▶ **Your instructions**: Gather each line of the records below that contains the word "plant" and copy those lines in full.

▶ **Material provided**:
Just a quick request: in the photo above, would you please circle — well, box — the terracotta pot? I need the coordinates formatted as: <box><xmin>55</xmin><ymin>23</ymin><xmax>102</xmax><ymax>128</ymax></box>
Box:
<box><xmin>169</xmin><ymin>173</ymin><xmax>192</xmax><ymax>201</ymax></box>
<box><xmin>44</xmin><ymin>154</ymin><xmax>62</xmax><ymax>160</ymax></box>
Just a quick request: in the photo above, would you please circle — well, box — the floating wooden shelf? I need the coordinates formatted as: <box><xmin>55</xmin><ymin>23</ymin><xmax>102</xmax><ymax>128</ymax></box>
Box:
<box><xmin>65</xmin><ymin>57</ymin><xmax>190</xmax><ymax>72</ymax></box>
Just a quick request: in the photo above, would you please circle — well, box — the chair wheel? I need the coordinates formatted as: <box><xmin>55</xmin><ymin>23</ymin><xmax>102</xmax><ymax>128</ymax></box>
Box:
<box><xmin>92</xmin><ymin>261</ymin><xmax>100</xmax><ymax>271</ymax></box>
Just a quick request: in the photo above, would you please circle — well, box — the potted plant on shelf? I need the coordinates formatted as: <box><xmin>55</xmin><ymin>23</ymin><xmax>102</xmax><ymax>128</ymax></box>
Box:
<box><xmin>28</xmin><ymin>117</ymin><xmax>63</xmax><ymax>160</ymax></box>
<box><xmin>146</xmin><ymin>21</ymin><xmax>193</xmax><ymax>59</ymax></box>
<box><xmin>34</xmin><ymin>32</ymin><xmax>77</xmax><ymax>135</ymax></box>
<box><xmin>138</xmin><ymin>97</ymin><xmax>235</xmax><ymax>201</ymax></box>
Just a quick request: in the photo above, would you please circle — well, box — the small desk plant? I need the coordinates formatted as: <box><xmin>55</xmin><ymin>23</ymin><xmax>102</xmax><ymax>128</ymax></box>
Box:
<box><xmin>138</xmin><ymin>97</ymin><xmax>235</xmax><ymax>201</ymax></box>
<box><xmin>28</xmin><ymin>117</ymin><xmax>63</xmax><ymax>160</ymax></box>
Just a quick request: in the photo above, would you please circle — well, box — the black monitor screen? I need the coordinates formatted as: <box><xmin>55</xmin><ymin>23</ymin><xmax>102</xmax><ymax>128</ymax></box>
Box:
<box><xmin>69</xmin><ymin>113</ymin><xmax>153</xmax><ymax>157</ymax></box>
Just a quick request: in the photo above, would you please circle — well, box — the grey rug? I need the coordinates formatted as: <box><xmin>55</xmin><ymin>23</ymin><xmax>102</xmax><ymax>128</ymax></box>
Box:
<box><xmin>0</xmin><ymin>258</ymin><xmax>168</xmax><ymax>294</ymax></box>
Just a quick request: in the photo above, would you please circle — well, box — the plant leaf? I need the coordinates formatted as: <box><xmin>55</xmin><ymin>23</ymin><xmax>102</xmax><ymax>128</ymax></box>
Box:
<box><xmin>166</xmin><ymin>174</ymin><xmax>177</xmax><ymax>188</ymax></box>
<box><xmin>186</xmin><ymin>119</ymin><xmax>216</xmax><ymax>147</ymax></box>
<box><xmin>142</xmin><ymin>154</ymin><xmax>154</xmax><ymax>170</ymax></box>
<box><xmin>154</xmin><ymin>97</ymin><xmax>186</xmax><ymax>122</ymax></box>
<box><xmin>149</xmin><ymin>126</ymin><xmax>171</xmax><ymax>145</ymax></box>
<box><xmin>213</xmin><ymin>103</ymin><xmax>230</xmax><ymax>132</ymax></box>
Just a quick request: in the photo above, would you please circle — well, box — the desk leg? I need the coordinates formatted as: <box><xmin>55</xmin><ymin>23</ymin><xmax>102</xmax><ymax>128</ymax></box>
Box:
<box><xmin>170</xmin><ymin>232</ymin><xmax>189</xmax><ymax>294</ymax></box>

▶ **Written answer**:
Just a quick request: in the photo above, would you please circle — well, box — the potted plant on shelf? I need the coordinates formatted as: <box><xmin>55</xmin><ymin>23</ymin><xmax>102</xmax><ymax>128</ymax></box>
Just a quick request: in the photo above, would you please circle — well, box — the small desk plant? I need the coordinates formatted as: <box><xmin>55</xmin><ymin>23</ymin><xmax>102</xmax><ymax>128</ymax></box>
Just a quick request: in the photo above, would you please circle — well, box — the plant leaf? I need the coordinates formatted as: <box><xmin>55</xmin><ymin>23</ymin><xmax>102</xmax><ymax>128</ymax></box>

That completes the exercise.